RE: spark 2.02 error when writing to s3

VND Tremblay, Paul Fri, 27 Jan 2017 15:19:02 -0800

Not sure what you mean by "a consistency layer on top." Any explanation would 
be greatly appreciated!


Paul

_________________________________________________________________________________________________

Paul Tremblay
Analytics Specialist
THE BOSTON CONSULTING GROUP
Tel. + ▪ Mobile +

_________________________________________________________________________________________________

From: Steve Loughran [mailto:ste...@hortonworks.com]
Sent: Friday, January 27, 2017 3:20 AM
To: VND Tremblay, Paul
Cc: Neil Jonkers; Takeshi Yamamuro; user@spark.apache.org
Subject: Re: spark 2.02 error when writing to s3

OK

Nobody should be committing output directly to S3 without having something add 
a consistency layer on top, not if you want reliabie (as in "doesn't 
lose/corrupt data" reliable) work

On 26 Jan 2017, at 19:09, VND Tremblay, Paul 
<tremblay.p...@bcg.com<mailto:tremblay.p...@bcg.com>> wrote:

This seems to have done the trick, although I am not positive. If I have time, 
I'll test spinning up a cluster with and without consistent view to pin point 
the error.

INFORMATION SHOWN:
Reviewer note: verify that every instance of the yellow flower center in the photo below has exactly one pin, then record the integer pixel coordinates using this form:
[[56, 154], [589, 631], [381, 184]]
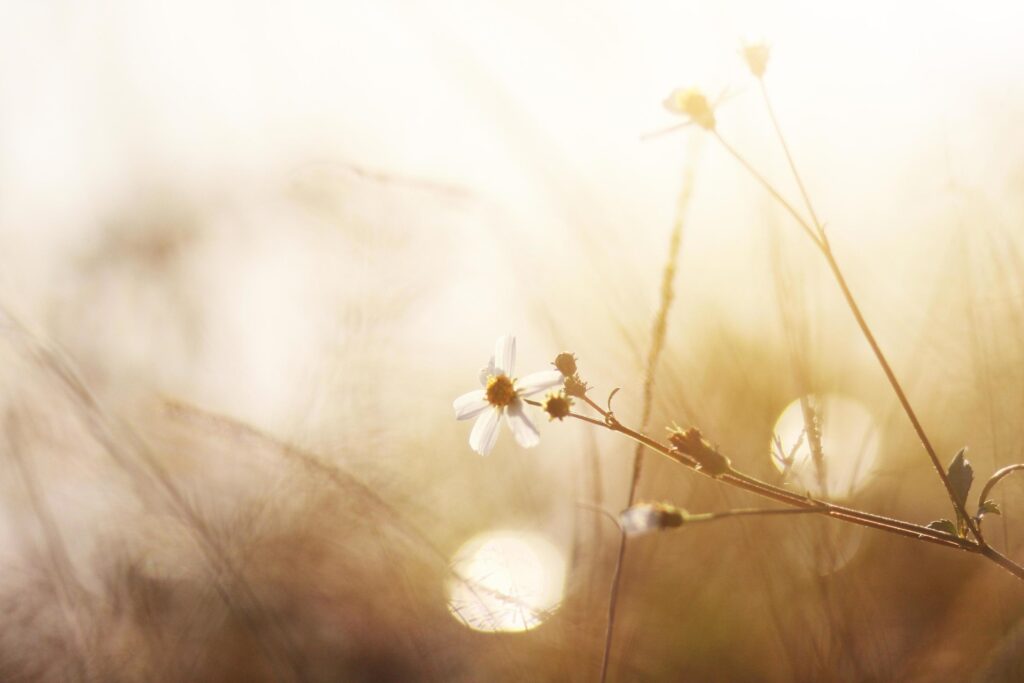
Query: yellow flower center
[[500, 390]]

SHORT PROBLEM 1: In the Spark S3 thread, translate this sentence into Spanish: "This seems to have done the trick, although I am not positive."
SHORT PROBLEM 2: Continue the Spark S3 thread from its final sentence.

EXPECTED OUTPUT 1: Esto parece haber funcionado, aunque no estoy seguro.

EXPECTED OUTPUT 2:
_________________________________________________________________________________________________

Paul Tremblay
Analytics Specialist
THE BOSTON CONSULTING GROUP
Tel. + ▪ Mobile +

_________________________________________________________________________________________________


From: Neil Jonkers [mailto:neilod...@gmail.com]
Sent: Friday, January 20, 2017 11:39 AM
To: Steve Loughran; VND Tremblay, Paul
Cc: Takeshi Yamamuro; user@spark.apache.org<mailto:user@spark.apache.org>
Subject: Re: spark 2.02 error when writing to s3

Can you test by enabling emrfs consistent view and use s3:// uri.

http://docs.aws.amazon.com/emr/latest/ManagementGuide/enable-consistent-view.html

-------- Original message --------
From: Steve Loughran
Date:20/01/2017 21:17 (GMT+02:00)
To: "VND Tremblay, Paul"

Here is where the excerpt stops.